◆ **YOUR OBJECTIVE**: Rewrite everything in the records from the line containing "Query: cabinet drawer" down to the line containing "282 261 L 282", renaming "cabinet drawer" as "dresser drawer" and leaving all else unchanged. Give only those lines.

◆ **INFORMATION PROVIDED**:
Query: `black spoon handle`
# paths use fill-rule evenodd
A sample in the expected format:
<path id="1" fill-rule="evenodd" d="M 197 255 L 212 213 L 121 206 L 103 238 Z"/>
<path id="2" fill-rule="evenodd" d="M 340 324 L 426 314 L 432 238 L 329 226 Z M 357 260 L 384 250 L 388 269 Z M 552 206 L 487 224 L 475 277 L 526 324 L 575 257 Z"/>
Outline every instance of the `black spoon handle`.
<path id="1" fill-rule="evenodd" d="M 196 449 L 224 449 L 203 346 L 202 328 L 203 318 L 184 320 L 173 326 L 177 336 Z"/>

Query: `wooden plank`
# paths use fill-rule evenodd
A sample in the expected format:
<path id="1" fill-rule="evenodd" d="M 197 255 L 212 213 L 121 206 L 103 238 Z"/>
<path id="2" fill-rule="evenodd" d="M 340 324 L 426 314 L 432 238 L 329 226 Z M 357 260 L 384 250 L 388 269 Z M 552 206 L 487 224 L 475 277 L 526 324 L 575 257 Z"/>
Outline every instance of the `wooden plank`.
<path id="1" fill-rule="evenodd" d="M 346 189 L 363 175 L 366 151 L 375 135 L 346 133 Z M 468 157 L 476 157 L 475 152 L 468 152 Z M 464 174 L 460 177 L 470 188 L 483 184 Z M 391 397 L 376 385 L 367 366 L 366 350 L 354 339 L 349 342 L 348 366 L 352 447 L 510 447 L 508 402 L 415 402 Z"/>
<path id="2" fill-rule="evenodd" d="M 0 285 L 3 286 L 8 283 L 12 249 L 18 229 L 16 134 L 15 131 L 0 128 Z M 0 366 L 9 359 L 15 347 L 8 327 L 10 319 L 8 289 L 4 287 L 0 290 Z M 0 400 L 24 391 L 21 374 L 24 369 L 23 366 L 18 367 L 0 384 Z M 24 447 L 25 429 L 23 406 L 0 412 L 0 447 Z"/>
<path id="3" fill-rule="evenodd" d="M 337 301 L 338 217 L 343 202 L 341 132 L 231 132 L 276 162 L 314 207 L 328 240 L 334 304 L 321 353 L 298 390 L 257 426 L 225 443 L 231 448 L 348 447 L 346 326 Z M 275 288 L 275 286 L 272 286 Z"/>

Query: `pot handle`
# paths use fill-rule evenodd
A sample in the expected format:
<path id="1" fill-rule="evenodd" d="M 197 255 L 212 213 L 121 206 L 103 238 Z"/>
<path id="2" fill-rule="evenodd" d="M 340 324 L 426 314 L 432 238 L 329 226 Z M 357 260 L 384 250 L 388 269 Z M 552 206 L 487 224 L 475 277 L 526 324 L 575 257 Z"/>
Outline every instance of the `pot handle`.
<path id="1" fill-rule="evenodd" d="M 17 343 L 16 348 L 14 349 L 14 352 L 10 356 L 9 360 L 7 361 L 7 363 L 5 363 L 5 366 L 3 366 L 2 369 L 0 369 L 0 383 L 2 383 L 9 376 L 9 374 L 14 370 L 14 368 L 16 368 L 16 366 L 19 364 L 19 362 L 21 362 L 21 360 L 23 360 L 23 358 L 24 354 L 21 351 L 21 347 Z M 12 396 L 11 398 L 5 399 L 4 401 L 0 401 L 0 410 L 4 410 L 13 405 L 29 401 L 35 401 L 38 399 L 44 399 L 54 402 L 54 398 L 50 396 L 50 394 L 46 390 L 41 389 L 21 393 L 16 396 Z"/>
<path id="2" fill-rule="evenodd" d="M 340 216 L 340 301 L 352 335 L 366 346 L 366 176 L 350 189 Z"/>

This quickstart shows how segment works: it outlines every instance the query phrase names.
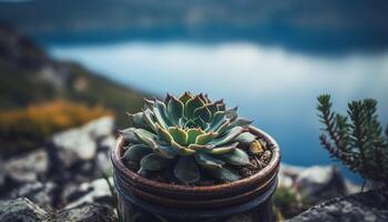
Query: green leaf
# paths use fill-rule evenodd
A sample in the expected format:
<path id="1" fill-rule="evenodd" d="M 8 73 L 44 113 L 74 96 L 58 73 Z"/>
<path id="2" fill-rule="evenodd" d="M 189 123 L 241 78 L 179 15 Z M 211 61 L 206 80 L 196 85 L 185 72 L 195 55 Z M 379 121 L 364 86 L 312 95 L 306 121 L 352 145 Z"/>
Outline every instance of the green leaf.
---
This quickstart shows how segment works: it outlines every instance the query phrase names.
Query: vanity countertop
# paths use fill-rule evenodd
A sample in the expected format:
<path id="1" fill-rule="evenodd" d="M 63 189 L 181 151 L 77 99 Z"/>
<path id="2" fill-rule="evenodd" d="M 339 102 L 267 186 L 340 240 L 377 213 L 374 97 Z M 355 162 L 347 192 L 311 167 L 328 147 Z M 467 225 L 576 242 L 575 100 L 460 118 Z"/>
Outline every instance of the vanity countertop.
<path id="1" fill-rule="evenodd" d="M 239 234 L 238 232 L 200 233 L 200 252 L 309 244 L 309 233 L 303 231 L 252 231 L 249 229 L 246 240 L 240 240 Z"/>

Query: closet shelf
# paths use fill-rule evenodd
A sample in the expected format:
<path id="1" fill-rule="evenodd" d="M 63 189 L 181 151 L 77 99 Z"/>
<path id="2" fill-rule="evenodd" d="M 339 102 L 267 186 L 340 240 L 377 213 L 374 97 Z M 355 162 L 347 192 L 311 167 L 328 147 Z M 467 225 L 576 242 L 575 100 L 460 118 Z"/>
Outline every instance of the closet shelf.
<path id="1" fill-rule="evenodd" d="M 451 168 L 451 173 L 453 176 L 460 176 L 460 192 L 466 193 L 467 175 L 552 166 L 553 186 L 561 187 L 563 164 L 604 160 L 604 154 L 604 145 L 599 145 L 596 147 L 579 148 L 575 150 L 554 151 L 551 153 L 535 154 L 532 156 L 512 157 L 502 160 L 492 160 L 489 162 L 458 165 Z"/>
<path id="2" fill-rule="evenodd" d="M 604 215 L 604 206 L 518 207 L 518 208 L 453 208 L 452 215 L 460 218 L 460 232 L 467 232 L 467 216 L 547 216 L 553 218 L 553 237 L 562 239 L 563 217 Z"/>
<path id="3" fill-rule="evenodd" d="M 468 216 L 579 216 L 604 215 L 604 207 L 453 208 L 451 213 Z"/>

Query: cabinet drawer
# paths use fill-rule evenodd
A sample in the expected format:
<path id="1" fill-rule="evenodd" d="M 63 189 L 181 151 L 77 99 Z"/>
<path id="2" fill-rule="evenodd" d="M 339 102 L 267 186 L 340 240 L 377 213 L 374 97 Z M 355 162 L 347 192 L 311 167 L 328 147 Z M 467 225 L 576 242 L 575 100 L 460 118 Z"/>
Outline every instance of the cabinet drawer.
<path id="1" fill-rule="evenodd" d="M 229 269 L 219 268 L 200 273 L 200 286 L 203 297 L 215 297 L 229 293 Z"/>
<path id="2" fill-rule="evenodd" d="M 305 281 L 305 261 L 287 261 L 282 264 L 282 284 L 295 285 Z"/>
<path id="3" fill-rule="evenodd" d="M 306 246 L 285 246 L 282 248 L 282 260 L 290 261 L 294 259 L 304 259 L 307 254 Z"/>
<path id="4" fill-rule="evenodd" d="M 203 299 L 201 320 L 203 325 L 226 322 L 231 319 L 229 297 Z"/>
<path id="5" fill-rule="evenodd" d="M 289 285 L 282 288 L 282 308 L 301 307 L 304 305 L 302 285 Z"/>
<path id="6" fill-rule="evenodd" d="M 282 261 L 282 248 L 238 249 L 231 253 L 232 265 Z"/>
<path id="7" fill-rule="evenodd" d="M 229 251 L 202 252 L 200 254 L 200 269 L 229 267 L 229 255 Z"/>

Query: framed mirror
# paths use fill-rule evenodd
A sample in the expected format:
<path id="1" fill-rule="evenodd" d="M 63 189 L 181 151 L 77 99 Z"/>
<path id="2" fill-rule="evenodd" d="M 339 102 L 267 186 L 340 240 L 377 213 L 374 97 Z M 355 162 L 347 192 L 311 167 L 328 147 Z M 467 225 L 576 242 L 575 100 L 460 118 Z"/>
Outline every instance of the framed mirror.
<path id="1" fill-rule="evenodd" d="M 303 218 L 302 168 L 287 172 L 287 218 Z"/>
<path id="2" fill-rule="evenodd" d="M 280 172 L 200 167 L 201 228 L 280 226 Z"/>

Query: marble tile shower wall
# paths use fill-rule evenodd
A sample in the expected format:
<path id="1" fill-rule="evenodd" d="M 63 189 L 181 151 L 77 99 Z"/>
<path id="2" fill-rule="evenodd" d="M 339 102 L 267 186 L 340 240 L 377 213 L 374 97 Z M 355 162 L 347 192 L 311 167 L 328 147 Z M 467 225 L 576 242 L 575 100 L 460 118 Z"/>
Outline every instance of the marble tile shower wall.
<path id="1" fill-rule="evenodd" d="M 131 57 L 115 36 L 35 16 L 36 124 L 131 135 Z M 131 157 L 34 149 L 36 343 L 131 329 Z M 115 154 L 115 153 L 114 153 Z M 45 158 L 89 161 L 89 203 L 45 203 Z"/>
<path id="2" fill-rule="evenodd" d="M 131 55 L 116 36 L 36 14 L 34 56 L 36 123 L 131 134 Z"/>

◆ **REPLY TO THE EXERCISE**:
Query: dresser drawer
# paths use fill-rule evenodd
A sample in the expected format:
<path id="1" fill-rule="evenodd" d="M 63 189 L 181 151 L 77 99 Z"/>
<path id="2" fill-rule="evenodd" d="M 339 102 L 267 186 L 340 240 L 377 213 L 374 97 Z M 355 162 L 347 192 L 311 167 L 328 147 Z M 467 225 L 576 242 L 575 100 L 460 118 Z"/>
Outline every instance of the dresser drawer.
<path id="1" fill-rule="evenodd" d="M 229 269 L 219 268 L 200 273 L 200 286 L 203 297 L 215 297 L 229 293 Z"/>
<path id="2" fill-rule="evenodd" d="M 305 281 L 305 261 L 287 261 L 282 264 L 282 284 L 295 285 Z"/>
<path id="3" fill-rule="evenodd" d="M 306 246 L 285 246 L 282 248 L 282 260 L 290 261 L 294 259 L 304 259 L 307 254 Z"/>
<path id="4" fill-rule="evenodd" d="M 203 299 L 201 320 L 203 325 L 226 322 L 231 319 L 229 297 Z"/>
<path id="5" fill-rule="evenodd" d="M 289 285 L 282 288 L 282 308 L 301 307 L 304 305 L 302 285 Z"/>
<path id="6" fill-rule="evenodd" d="M 282 261 L 282 248 L 238 249 L 231 253 L 232 265 Z"/>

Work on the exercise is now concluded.